*Stated problem*:
Pull out every line of the data below that contains the string "formatted", matching case exactly, and list those lines unchanged.

*Input*:
○ ○ ○ ○ ○

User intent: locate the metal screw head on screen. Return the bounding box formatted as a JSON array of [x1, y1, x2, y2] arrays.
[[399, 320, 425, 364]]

○ ○ ○ ○ ○

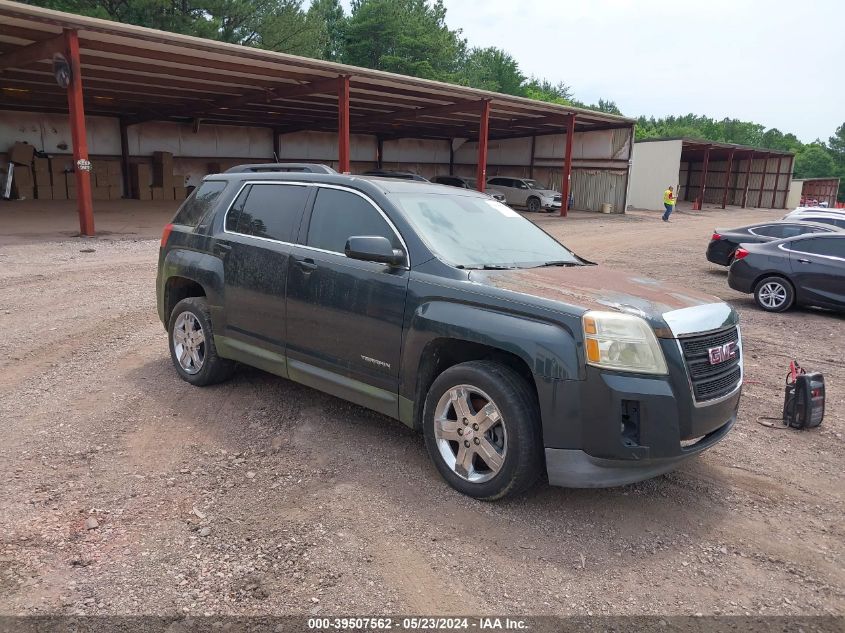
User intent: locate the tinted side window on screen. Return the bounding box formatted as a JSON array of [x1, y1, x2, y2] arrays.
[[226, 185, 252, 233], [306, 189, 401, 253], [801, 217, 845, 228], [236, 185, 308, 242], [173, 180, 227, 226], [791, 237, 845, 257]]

○ ○ ○ ○ ○

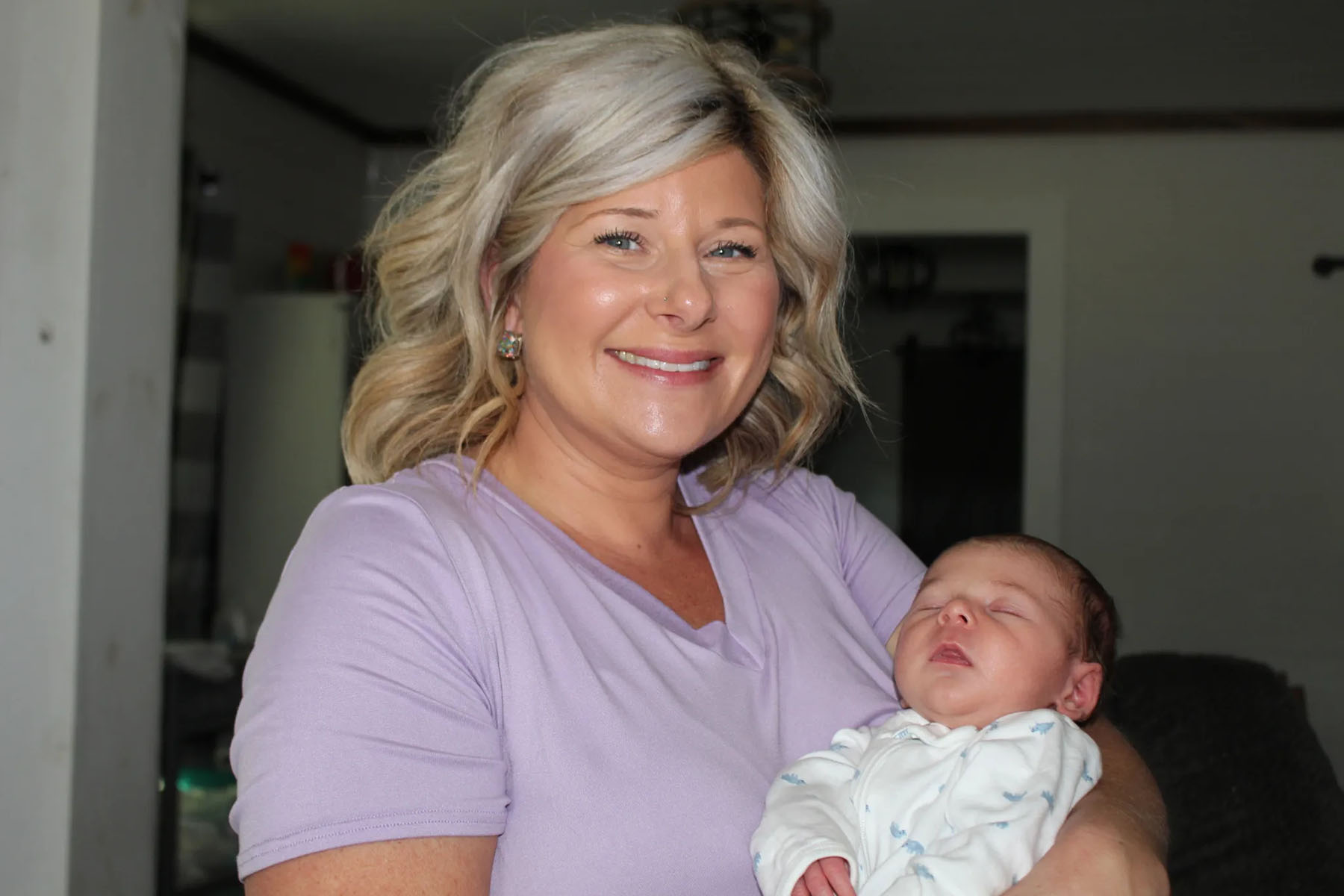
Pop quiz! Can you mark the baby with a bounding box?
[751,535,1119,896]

○ ○ ○ ○ ○

*Solution for this exercise*:
User intent: locate the metal screw head on screen. Return the bounding box formatted as a JSON array of [x1, y1, x2, y2] arrays.
User intent: locate the tinted side window on screen. Return the bounding box formatted as a JSON array of [x1, y1, x2, y2] arrays.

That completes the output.